### Provided passage
━━━━━━━━━━━━━━━━━━━━━━━━━━━━━━
Cranberry-Orange Cinnamon Rolls (Vegan)

Gooey Cinnamon Rolls

Christmas and the art of procrastination

I’ve tried to be organized and efficient.  Believe me, I would love to muster up just a drop of the left-brained efficiency required to tackle tasks in advance, in a calm and serene manner.  Gifts purchased or homemade, wrapped and placed under the tree. Strings of cranberries draped around the perfect tree.  Mulled cider wafting through the clean house.  Stockings all hung by the chimney with care, and nothing left to do to but settle down for a long winter’s nap.  Unfortunately, try as I may, Christmas Eve is always a whirlwind.  It’s the deadline for tying up all the loose ends of holiday to-dos.

Roll the Dough

Christmas preparations happened extra late this year.  Who am I kidding, with me, Christmas preparations always happen in a somewhat frenzied manner.  Take, for example, the Mister and I’s foolproof method for procuring the perfect tree.  Let fate choose your tree for you.  To do this one must make sure to wait long enough that most tree lots are empty.  When you find a tree lot that has a few mis-shapen trees left, you’ll know you’ve struck gold.  This year, we were thrilled to find a tree, flouncy and filled out on one side, and relatively flat on the other, a perfect fit against the living room wall.

Zest and Sugar

Zesty Sugar

Now, this next one takes a bit of advance planning.  When purchasing a house, be sure to move next to neighbors that use more than their fair share of electricity around Christmas time with a gaudy holiday display.  When lit, the reindeer on their roof will cast a pleasant holiday glow on yours until you can put up a couple strings of lights.

Filling the Rolls

Risen Rolls

The thing I love about Christmas morning is that the frenzy comes to an end.  Even if you have to rotate from house to house like the mister and I, making the rounds, there is nothing left to buy, and whatever is, just is.  I’m finally tying up preparations, and thought I’d throw out one more last-minute idea to all of my fellow procrastinators who haven’t yet thought about Christmas breakfast.  For all the organized people out there, who already have plans, these rolls would be great for any breakfast or brunch.  They are scented with cinnamon and orange, tender and gooey inside, their sweetness punctuated with tart cranberry.

Baked Golden Brown

Gooey Baked Rolls

However you celebrate, I hope you enjoy the people around you and some delicious food.  And most of all, fellow procrastinators, enjoy the calm after such a whirlwind of holiday preparations.  Merry Christmas!

Cranberry-Orange Cinnamon Rolls

Makes about 24 rolls

Adapted from Two Peas and Their Pod

For the dough:

2 packages of yeast, dissolved in 1 cup lukewarm water
3 tablespoons coconut oil
3 tablespoons vegan butter, such as Earth Balance (or use real butter), softened
1 cup granulated sugar
7 1/4  cups all purpose flour (plus more if dough is still sticky)
━━━━━━━━━━━━━━━━━━━━━━━━━━━━━━
### Tasks and exercises
A) Print the portion of the cinnamon roll post that opens with the words containing "Risen Rolls" and closes with "preparations.  Merry Christmas!".
B) How many rolls does the recipe in the cinnamon roll post make?
C) Pick up the cinnamon roll post after its last line and keep writing it.
The lines that follow bear no relation to the cinnamon roll post.

### Supplied entries
━━━━━━━━━━━━━━━━━━━━━━━━━━━━━━
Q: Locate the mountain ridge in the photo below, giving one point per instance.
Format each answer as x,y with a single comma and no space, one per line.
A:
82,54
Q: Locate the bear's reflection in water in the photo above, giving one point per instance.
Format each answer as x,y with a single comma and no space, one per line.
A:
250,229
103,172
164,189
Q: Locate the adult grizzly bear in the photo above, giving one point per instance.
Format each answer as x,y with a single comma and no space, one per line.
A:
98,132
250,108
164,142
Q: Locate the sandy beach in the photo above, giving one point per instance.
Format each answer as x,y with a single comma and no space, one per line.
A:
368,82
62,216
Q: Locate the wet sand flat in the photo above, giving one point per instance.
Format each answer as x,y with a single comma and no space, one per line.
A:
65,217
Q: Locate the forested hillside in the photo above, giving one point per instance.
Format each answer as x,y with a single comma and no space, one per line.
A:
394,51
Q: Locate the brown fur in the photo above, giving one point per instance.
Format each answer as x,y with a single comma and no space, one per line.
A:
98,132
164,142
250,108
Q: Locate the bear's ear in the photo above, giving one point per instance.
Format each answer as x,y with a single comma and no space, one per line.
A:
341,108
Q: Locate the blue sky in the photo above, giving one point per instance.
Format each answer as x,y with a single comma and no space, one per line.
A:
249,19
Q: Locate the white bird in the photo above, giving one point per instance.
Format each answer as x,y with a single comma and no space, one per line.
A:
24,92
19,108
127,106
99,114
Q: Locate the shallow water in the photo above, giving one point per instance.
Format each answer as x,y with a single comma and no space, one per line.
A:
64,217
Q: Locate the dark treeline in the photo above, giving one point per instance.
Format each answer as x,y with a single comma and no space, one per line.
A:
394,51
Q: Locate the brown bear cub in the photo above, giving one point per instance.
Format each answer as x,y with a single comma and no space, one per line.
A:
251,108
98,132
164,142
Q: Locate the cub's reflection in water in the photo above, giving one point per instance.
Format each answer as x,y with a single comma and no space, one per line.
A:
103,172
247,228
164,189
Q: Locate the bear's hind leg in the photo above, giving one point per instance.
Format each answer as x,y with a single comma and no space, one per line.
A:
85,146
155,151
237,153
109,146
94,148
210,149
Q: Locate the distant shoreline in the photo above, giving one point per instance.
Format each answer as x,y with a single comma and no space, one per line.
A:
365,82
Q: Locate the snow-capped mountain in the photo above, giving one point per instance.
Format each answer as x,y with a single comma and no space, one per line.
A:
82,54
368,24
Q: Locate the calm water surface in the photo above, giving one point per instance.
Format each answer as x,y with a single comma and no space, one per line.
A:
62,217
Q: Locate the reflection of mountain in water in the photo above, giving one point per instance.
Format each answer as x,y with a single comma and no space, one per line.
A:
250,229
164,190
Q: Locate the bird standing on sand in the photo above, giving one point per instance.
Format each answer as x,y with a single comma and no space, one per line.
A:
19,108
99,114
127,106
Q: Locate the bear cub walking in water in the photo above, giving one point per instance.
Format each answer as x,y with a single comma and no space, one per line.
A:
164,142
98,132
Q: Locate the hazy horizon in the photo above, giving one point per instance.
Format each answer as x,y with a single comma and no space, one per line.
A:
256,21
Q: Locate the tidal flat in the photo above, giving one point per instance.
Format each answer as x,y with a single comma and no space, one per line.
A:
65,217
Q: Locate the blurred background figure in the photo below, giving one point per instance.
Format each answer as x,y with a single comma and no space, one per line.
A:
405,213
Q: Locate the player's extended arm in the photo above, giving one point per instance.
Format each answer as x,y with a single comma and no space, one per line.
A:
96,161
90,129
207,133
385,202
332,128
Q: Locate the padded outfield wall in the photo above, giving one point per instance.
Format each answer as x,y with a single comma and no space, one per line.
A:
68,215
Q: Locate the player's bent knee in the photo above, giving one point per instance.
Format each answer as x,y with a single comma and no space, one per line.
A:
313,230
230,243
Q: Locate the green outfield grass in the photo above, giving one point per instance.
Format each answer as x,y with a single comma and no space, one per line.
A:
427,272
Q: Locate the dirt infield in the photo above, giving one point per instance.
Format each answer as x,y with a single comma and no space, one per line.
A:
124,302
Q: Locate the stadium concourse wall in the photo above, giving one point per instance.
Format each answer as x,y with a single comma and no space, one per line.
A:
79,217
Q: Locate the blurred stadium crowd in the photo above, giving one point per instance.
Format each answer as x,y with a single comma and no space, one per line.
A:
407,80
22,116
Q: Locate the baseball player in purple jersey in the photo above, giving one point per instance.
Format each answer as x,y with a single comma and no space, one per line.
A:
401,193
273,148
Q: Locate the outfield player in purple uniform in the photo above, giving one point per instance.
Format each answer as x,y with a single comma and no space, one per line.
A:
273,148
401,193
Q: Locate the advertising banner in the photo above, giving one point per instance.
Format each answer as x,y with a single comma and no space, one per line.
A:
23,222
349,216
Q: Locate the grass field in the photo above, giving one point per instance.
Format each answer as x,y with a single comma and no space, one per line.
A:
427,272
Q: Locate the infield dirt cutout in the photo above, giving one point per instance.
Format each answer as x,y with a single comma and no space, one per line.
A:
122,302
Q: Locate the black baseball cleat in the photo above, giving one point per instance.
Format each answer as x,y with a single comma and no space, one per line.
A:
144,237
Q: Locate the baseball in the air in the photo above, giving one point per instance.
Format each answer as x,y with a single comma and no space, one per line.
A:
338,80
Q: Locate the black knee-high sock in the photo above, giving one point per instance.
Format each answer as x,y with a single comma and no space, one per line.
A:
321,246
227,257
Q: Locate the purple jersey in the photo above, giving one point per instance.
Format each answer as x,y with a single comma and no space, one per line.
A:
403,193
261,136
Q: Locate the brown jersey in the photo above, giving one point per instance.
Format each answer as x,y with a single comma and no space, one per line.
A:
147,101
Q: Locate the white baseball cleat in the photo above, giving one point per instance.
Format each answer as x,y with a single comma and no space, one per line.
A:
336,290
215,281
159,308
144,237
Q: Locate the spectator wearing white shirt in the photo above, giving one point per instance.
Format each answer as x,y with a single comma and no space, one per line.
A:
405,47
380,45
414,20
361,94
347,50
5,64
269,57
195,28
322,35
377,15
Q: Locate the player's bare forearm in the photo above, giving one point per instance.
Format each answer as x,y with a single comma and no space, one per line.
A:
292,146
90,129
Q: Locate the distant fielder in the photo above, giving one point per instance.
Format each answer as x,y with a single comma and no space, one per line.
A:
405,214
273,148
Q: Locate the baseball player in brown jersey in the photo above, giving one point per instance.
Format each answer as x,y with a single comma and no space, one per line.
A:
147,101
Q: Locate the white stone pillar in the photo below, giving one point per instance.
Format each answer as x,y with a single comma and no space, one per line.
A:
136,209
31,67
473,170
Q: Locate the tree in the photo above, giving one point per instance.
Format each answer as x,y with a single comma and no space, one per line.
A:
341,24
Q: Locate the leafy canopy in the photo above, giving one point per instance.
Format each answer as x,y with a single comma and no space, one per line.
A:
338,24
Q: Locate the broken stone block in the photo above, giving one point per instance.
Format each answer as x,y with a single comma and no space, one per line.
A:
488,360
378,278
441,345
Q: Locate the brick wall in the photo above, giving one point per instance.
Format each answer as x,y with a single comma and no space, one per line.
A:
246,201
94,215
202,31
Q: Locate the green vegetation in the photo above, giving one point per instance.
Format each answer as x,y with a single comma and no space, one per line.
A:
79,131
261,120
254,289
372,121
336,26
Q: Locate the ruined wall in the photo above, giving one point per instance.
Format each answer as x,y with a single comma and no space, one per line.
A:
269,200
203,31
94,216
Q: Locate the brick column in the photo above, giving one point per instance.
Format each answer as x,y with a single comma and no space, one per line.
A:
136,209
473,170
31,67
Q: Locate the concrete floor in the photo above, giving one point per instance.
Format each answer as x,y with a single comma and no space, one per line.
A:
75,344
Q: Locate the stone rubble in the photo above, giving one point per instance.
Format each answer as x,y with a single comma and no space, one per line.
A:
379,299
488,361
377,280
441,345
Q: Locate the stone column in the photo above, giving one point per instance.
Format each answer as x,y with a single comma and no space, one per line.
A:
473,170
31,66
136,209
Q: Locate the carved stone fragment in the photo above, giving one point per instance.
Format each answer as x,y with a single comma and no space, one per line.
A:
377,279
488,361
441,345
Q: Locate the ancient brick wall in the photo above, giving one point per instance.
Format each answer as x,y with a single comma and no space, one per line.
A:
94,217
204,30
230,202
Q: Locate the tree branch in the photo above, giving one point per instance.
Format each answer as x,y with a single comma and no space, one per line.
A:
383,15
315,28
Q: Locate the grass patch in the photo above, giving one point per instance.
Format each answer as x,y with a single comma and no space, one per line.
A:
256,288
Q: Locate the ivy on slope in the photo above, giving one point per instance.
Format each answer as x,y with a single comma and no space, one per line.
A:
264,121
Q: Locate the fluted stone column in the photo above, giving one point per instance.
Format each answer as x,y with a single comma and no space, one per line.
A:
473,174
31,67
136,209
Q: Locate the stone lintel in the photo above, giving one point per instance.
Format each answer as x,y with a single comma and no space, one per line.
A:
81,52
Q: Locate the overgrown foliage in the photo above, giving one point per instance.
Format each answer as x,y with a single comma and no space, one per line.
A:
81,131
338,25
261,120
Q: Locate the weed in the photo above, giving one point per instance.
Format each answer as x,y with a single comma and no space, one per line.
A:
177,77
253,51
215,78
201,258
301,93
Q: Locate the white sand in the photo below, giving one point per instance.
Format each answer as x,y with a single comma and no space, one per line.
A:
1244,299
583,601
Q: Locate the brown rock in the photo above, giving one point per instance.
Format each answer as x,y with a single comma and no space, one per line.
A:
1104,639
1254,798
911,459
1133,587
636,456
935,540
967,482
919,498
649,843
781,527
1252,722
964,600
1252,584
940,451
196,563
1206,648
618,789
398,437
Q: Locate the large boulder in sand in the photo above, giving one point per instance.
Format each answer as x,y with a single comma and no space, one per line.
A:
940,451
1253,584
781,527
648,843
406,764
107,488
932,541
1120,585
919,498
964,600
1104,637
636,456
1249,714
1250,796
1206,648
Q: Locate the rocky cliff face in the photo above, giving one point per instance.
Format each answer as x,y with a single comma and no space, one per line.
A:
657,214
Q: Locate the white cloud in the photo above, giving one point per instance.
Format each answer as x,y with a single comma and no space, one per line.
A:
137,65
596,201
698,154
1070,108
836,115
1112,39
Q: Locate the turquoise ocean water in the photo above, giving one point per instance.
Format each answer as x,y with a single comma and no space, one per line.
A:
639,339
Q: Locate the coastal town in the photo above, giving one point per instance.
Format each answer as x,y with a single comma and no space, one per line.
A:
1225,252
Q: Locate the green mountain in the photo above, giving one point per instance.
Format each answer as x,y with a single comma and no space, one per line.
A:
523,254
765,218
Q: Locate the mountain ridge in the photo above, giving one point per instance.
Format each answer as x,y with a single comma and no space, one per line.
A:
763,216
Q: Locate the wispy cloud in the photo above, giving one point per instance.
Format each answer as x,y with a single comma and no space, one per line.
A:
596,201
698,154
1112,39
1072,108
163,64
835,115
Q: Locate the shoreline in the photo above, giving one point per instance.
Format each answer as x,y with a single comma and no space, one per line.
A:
━━━━━━━━━━━━━━━━━━━━━━━━━━━━━━
### Responses to the tasks
A)
Risen Rolls

The thing I love about Christmas morning is that the frenzy comes to an end.  Even if you have to rotate from house to house like the mister and I, making the rounds, there is nothing left to buy, and whatever is, just is.  I’m finally tying up preparations, and thought I’d throw out one more last-minute idea to all of my fellow procrastinators who haven’t yet thought about Christmas breakfast.  For all the organized people out there, who already have plans, these rolls would be great for any breakfast or brunch.  They are scented with cinnamon and orange, tender and gooey inside, their sweetness punctuated with tart cranberry.

Baked Golden Brown

Gooey Baked Rolls

However you celebrate, I hope you enjoy the people around you and some delicious food.  And most of all, fellow procrastinators, enjoy the calm after such a whirlwind of holiday preparations.  Merry Christmas!

B) About 24 rolls.

C)
2 cups hot water
1 tablespoon salt
grated zest from 1 medium orange, about 1 tablespoon

For the Filling:

1 stick unsalted butter, softened
1 cup light brown sugar
1 1/2 cups dried cranberries
1 tablespoon ground cinnamon
Zest of 2 large oranges
3/4 cup granulated sugar

For the orange sugar topping:

Zest of 1 large orange
1/2 cup granulated sugar

For the frosting:

4 tablespoons vegan butter, melted
2 cups powdered sugar
2 tablespoons unsweetened almond milk
1  tablespoon orange zest
2 tablespoons fresh orange juice

1/2 teaspoon vanilla extract

For the Dough:

1. Add the yeast to 1 cup of lukewarm water. Stir and set aside for about five minutes, or until proofed (the top layer should look foamy and bubbly)

2. In the bowl of a stand mixer, place the coconut oil, 3 tablespoons butter, sugar, and salt to hot water and beat for about a minute, or until the butter and coconut oil are melted.  Allow to cool to lukewarm. Stir in 2 cups of flour and mix until smooth.  Stir in the yeast mixture and the 1 tablespoon orange zest and mix until well combined.

3. Gradually stir in the remaining flour and mix with the dough hook for about 2 minutes. Remove dough from the bowl and place on a lightly floured counter. Knead by hand for about 8-10 minutes, adding flour as needed if the dough is sticky,  until satiny and smooth.

4. Put the dough in a floured bowl and cover with a towel. Let rise for 30 minutes or until dough doubles in size.

5. Remove dough from bowl and place on a lightly floured counter. Divide dough in half. With a rolling pin, roll one half of the dough into a rectangular shape.

6.  Add the filling: spread dough evenly with 4 tablespoons of softened butter. Sprinkle the dough with 1/2 cup  and 3/4 cup dried cranberries. Rub the orange zest, cinnamon, brown sugar and granulated sugar together in small bowl. Sprinkle half of the mixture over the dough.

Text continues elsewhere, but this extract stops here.